## Supplied text
++++++++
Optimal Json format for Azure Cosmos DB
In my company there are machines that return data for every action they take. I have a huge amount of data and I want to upload it to Cosmos DB
to take advantage of the horizontal scalability of a non-relational database.
Based on my very basic knowledge of Cosmos DB, my idea is to use a composite partition key
to organize my data structure as efficiently as possible. Currently, to identify an action, I use the id of the machine that performed the action, the id of the product on which the action was performed and the id of the action itself.
So the key would be something like this: `'product_machine_action'`
.
I am open to any suggestion about the structure of the data in Cosmos DB. Mainly, I want to store all the data as the machine sends it and query the data to compare graphs of several products at the same time.
The question is that I don't know which is the most optimal Json format for my case. The machines return several csv with different types of data.
++++++++
## Instruction 1
In the Cosmos DB question, which three ids make up the proposed composite partition key?
## Instruction 2
Write the next part of the Cosmos DB question, after its last sentence.
Nothing in the records is needed here.

## Raw data
++++++++
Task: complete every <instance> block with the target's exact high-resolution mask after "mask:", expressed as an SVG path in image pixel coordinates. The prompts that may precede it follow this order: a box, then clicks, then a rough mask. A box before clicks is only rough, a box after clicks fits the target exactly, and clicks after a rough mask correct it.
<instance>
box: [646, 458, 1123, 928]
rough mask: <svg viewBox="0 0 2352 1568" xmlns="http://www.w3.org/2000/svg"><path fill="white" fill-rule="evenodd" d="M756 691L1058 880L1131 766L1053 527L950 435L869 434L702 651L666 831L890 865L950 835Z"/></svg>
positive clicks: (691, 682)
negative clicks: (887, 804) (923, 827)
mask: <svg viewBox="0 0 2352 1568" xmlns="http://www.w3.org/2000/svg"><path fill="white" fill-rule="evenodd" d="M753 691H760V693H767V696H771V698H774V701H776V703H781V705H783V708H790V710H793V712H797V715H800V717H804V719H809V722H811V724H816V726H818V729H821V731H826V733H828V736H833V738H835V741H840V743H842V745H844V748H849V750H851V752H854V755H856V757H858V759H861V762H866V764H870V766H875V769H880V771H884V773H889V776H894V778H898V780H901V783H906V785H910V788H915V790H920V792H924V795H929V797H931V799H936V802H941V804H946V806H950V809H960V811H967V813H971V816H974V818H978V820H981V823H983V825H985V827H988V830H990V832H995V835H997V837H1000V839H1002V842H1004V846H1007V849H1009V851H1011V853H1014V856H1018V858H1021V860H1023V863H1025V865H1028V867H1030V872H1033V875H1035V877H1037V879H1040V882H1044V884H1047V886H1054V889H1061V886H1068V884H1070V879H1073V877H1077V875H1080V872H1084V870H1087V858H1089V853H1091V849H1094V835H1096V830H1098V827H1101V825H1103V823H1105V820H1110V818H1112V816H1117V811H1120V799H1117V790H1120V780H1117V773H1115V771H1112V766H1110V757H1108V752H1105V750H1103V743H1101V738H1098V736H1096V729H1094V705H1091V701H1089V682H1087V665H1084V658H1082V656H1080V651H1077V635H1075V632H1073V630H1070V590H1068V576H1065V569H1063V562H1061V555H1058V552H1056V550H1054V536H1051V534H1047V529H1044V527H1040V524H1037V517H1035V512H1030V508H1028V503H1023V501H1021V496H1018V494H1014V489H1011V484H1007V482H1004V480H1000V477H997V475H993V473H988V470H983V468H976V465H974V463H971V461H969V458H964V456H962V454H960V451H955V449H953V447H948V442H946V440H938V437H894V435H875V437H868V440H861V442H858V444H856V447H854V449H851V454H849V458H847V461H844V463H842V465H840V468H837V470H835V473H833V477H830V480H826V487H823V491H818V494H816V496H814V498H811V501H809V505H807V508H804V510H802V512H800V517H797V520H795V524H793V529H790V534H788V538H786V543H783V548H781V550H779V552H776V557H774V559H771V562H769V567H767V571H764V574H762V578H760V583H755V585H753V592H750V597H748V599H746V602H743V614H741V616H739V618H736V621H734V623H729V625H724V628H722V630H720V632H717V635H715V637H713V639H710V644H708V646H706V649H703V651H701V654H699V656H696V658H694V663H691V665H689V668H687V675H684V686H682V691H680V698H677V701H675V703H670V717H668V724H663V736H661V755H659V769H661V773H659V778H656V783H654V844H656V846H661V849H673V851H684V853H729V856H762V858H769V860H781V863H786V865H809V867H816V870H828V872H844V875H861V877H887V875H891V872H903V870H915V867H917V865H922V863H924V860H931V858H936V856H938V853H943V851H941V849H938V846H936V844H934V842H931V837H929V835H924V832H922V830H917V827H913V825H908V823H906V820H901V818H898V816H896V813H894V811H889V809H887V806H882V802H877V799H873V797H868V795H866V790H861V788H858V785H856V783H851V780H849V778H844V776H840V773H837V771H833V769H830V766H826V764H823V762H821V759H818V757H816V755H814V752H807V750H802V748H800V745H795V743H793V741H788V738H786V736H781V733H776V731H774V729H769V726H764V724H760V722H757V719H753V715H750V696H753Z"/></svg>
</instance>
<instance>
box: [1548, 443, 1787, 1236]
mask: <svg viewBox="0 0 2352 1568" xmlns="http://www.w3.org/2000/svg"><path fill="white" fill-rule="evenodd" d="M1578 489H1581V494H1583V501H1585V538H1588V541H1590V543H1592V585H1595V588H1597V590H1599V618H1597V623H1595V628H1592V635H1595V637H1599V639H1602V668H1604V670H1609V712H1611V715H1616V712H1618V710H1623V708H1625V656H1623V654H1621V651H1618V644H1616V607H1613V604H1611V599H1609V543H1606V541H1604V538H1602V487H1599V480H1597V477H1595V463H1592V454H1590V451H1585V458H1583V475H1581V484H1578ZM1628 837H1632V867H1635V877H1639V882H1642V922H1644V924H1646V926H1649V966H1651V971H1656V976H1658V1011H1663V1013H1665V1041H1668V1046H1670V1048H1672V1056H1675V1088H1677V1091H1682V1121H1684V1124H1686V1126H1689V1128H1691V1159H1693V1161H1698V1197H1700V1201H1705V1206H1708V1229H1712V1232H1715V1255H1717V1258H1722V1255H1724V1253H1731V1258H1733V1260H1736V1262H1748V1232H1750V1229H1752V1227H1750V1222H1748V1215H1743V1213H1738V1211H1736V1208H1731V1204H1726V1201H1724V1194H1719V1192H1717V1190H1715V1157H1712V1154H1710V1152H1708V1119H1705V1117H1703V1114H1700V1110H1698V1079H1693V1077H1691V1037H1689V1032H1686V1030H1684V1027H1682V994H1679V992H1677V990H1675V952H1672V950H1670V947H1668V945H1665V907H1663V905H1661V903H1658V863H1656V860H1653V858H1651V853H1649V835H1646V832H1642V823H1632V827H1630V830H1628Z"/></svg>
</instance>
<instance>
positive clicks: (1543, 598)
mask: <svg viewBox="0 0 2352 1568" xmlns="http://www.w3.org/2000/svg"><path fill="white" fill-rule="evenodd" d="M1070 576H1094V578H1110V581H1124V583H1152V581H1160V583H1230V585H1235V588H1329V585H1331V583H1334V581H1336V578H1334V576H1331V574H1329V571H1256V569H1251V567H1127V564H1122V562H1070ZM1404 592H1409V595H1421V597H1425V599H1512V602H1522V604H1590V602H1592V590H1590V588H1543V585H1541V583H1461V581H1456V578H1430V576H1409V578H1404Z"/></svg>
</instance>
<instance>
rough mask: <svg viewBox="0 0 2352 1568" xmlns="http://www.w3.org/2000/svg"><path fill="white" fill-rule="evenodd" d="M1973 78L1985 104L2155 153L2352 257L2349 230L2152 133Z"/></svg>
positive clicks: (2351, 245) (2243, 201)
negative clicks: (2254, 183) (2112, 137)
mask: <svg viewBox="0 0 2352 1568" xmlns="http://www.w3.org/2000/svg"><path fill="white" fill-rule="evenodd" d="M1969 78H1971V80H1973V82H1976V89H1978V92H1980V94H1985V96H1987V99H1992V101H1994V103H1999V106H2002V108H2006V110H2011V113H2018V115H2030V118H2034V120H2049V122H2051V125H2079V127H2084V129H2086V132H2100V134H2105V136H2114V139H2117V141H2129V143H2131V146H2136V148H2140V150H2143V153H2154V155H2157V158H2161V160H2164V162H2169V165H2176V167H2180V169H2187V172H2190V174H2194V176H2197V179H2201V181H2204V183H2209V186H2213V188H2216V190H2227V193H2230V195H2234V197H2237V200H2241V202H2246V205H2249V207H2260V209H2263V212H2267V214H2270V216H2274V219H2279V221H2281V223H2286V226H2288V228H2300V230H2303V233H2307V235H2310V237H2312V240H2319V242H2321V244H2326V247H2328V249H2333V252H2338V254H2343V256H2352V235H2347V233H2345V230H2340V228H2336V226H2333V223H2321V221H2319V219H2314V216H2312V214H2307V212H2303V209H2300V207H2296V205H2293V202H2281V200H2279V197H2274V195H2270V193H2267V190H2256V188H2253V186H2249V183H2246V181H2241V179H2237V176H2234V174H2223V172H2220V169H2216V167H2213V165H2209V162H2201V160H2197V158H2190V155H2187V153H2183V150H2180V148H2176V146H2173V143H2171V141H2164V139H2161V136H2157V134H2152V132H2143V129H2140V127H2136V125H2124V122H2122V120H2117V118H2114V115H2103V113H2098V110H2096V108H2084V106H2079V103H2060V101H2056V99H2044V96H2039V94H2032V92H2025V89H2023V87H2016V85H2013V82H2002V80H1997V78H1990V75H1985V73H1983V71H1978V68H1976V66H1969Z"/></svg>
++++++++
## Response area 1
The product id, the machine id and the action id.

## Response area 2
As each csv has columns with unique values, i.e. the column name is not repeated, I had thought of creating a single large dictionary and use the column names as keys. In case there are more than one line in a file I had thought of making a list. The only files that have more than one line would be the data of the graphs and I would like to consult them at the same time.
I have the following doubts:
- Is it optimal to use dictionaries with lists?
- Is it optimal to have only one dictionary with the information of all the files in a Json?
- Would it be better to make one dictionary per file in a Json?
I imagine that the partition key must be in a separated dictionary.
Link to this question in stackoverflow
A data sample:
[
{
"id": "product_machine_action"
},
{
"BOX Type": "data",
"BOX Release": "data",
"BOX Firmware Version": "data",
"BOX Production Date": "data",
"BOX Maintenance Date": "data",
"BOX Operation Time": "data",
"BOX Power Supply Limit": "data",
"BOX Lub Pump Coef.": "data",
"Pset Default Selection": "data"
},
{
"Max cycles Limit 1": "data",
"Max cycles Limit 2": "data",
"CC Pressure": "data",
"Max Stroke (mm)": "data",
"Vacuum Delay (ms)": "data"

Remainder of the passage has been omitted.